ИСХОДНЫЙ ТЕКСТ:
• • •

К дневнику Константин относился как к живому человеку. Дневник заменял ему самого близкого друга, но уж слишком молчаливого: ни слова в ответ. И все же его тянуло по окончании дня раскрыть коричневую тетрадь и записать свои мысли, впечатления, события. Когда-то он наивно думал, занося всё в дневник, что день ушел, а с ним всё плохое и никогда это плохое больше не повторится. Теперь он знает, что повторяется, хотя и просил в дневнике: «Дай, Господи, мне быть не хуже, чем я теперь».

Он был благодарен дневнику за свободный полет души, за возможность откровений. Ну кому он еще скажет, что, сидя в благотворительном концерте, где исполнялись произведения любимого Петра Ильича Чайковского, он, Великий князь, будет конфузиться своего красного мундира... Или что ему часто бывает жалко себя, а когда он в дальнем плавании, ему хочется домой, в Павловск. Короче говоря, дневник – это уединенная комната его сознания, где смягчается острое чувство душевного одиночества.

С другой стороны, его дневник – свидетель истории. «Возможно, – думал Константин, – мой дневник лет через 60–70 появится в печати, и мне хочется, чтобы его читали и перечитывали. Слог, правдивость, искренность очень важны для будущих чтецов!»

В этот раз он хотел сохранить и передать все детали происшедшего, потому что видел в этой правдивости справедливость.

Двадцать второго мая 1880 года умерла Императрица Мария Александровна, жена Александра II. Гордая, молча страдающая, она долго болела, оскорбленная связью мужа с княжной Екатериной Долгорукой, от которой Император имел четверых детей (один ребенок умер во младенчестве).[8] О любовнице, связь с которой началась еще в 1866 году, говорили все, о Марии Александровне верноподданные молчали. Константин оставит для истории описание смертного часа Царицы. «Кто будет читать, – думал Константин, – узнает, как провожают в последний путь Императрицу-повелительницу всея Руси. Узнают не из официальных бумаг». И он записал всё подробно:

«Съездил в роту. Вернулся домой около полудня, заметил суету и испуг на всех лицах. Мой человек сказал мне, что сегодня утром скончалась Императрица. Это известие поразило меня, как громом. Бросился обшивать крепом погоны, аксельбанты. Я полетел во дворец, на лестнице встретил Пап?: он от Государя из Царского через посланного казака узнал о кончине Тети. Государь получил известие рано утром и в 10 часов уже приехал в Петербург.

Вчера вечером еще Императрице нисколько не было хуже. В 3 ч. утра она еще звала Макушину и кашляла. Затем Макушина долго не слышала обычного звонка, пошла в спальню. Императрица спала спокойно, положив руки под голову. Макушина пощупала пульс, он не бился, руки похолодели, а тело теплое. Она послала за д-ром Альшевским. Он решил, что все кончено. От всех скрывали смерть, дали знать только Царю в Царское Село.

• • •

ПРЕДОСТАВЛЕННЫЕ ДАННЫЕ:
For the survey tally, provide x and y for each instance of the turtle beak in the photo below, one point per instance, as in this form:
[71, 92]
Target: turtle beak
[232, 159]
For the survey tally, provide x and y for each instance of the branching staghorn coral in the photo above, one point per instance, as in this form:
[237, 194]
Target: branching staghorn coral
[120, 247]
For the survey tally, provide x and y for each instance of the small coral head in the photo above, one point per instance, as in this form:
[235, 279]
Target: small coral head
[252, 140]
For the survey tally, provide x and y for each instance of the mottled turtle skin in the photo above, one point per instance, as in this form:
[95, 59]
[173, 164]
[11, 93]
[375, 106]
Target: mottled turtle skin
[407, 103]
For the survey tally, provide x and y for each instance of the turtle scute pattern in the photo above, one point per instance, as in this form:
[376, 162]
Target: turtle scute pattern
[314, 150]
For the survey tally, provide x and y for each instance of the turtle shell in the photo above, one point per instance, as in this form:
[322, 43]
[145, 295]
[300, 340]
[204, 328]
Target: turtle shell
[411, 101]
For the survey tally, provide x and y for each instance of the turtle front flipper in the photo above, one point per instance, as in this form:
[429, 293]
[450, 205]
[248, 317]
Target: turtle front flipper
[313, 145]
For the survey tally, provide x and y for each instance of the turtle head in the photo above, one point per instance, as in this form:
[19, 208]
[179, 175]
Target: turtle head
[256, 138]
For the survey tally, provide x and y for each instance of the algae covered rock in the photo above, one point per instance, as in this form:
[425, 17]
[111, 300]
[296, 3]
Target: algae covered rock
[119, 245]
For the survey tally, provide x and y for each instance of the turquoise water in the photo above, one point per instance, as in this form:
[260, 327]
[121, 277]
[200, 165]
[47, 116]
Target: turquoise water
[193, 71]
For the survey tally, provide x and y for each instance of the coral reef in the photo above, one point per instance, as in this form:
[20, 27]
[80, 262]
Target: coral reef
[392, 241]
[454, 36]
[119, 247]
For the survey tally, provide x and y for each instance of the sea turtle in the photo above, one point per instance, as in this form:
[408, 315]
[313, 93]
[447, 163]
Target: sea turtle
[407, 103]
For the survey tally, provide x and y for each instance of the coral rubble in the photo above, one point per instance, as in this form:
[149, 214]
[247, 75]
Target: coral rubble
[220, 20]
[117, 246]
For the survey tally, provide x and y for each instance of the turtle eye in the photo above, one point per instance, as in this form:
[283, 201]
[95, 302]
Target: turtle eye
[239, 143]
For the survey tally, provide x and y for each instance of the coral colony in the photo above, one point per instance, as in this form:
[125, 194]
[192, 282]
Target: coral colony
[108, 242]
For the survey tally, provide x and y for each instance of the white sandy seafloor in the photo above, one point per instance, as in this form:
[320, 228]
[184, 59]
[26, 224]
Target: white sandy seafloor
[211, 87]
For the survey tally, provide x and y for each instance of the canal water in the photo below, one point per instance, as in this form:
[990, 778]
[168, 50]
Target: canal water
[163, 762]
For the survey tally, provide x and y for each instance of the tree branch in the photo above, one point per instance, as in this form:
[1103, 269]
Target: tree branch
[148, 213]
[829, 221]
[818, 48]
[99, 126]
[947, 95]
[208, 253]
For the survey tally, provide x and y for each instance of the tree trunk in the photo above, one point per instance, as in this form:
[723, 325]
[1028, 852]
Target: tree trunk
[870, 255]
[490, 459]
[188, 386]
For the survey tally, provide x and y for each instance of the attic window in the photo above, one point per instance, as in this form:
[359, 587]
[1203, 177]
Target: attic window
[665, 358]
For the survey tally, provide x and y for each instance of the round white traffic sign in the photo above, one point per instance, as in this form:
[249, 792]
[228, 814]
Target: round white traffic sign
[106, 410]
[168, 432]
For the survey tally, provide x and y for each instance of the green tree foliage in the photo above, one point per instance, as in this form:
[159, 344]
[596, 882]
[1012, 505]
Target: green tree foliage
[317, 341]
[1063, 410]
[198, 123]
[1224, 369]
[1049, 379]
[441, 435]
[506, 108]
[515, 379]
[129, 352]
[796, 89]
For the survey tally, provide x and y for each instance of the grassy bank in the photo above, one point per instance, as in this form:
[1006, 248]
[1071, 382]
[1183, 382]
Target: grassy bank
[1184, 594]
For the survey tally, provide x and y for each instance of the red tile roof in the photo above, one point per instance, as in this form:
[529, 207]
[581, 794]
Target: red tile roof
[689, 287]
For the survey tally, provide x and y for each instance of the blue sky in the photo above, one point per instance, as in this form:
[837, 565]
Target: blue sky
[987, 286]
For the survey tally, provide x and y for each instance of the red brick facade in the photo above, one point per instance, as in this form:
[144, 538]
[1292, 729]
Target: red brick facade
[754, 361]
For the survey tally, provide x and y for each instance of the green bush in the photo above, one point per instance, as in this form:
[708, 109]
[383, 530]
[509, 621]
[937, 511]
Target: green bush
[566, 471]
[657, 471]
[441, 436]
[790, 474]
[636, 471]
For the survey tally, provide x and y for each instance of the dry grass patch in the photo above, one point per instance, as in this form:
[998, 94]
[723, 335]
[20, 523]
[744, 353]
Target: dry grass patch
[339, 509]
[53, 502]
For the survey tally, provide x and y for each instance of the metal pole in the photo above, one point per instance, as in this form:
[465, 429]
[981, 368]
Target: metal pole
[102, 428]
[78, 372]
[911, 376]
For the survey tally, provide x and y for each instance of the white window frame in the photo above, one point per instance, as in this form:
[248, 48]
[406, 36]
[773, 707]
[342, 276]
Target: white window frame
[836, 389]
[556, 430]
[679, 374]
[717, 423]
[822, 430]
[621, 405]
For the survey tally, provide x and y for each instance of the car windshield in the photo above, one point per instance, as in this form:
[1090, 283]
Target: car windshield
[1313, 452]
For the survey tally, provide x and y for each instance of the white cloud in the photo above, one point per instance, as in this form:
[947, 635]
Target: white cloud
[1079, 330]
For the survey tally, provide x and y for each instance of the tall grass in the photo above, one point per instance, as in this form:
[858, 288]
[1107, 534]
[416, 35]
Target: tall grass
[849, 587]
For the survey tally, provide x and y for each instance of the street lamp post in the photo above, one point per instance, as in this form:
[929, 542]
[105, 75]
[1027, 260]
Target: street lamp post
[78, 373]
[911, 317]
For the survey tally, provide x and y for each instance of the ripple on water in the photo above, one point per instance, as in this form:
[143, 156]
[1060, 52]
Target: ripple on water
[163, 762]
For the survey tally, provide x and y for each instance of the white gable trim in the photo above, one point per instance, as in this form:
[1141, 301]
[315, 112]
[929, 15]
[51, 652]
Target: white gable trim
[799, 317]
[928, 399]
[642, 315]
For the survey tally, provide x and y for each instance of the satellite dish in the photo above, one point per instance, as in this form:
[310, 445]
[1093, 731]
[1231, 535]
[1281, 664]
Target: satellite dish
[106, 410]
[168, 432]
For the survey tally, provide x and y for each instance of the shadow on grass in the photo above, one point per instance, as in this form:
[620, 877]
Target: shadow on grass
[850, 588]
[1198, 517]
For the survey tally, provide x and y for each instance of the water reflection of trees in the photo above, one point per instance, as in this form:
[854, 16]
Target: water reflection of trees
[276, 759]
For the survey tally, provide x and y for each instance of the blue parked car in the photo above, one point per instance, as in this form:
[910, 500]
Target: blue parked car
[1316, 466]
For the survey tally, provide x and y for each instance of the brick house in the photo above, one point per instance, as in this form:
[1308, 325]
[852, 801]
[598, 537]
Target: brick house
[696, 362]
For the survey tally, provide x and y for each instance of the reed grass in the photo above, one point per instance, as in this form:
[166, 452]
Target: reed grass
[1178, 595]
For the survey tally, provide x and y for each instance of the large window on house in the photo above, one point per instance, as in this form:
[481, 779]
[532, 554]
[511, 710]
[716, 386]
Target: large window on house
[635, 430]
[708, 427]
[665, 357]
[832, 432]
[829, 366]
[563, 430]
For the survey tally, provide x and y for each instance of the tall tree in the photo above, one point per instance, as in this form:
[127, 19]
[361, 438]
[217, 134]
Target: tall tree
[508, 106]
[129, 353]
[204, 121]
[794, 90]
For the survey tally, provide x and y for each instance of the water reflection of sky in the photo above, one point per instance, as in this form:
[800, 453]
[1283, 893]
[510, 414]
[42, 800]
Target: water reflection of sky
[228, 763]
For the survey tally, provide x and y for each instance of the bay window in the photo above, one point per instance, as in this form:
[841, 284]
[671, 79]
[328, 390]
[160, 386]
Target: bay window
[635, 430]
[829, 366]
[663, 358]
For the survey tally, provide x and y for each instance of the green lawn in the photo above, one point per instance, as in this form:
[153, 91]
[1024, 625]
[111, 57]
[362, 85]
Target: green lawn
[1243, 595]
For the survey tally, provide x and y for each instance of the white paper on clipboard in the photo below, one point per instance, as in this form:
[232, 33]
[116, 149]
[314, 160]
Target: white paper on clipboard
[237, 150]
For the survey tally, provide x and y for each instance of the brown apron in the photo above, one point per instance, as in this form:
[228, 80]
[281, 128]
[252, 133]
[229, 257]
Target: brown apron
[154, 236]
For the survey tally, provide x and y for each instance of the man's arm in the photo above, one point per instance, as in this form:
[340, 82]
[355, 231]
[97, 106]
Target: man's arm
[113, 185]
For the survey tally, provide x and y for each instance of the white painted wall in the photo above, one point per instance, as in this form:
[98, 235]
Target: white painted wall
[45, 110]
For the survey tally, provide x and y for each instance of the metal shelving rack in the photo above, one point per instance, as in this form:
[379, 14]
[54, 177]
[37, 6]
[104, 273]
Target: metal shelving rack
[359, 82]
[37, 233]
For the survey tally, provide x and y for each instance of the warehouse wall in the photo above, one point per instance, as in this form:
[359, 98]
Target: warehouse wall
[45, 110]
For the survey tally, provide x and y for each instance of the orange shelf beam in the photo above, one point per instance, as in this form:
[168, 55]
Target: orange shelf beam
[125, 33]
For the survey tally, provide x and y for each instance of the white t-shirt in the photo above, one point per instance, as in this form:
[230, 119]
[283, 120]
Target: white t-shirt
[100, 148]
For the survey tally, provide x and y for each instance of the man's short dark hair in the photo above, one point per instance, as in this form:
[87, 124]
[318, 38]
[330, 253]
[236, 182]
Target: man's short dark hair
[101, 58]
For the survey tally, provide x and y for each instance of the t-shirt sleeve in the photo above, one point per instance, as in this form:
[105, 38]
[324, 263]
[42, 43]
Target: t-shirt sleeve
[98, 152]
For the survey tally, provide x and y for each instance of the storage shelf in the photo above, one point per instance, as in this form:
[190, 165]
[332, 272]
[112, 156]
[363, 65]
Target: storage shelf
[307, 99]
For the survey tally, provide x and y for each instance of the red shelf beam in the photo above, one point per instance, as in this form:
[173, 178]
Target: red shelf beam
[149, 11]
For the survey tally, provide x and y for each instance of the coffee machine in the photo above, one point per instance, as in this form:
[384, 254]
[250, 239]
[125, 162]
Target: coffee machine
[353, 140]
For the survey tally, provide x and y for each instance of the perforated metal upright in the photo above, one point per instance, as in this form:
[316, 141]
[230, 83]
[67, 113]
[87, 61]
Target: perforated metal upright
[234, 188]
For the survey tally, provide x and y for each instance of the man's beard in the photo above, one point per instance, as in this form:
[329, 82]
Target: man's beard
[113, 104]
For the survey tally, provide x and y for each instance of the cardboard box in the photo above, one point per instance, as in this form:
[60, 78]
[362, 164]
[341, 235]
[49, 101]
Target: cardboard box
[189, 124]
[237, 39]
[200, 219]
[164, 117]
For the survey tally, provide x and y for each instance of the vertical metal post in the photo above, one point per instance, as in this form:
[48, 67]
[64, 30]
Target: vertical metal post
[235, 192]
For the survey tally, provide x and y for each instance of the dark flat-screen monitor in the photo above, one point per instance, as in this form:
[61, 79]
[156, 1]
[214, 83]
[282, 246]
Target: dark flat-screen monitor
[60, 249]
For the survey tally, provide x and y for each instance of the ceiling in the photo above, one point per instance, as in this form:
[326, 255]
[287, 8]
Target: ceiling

• • •

ЗАДАНИЕ:
Верните, пожалуйста, без изменений отрывок из текста о дневнике Константина, начиная со слов «Он был благодарен» и заканчивая словами «чувство душевного одиночества.». Записи для работы не понадобятся.

РЕШЕНИЕ:
Он был благодарен дневнику за свободный полет души, за возможность откровений. Ну кому он еще скажет, что, сидя в благотворительном концерте, где исполнялись произведения любимого Петра Ильича Чайковского, он, Великий князь, будет конфузиться своего красного мундира... Или что ему часто бывает жалко себя, а когда он в дальнем плавании, ему хочется домой, в Павловск. Короче говоря, дневник – это уединенная комната его сознания, где смягчается острое чувство душевного одиночества.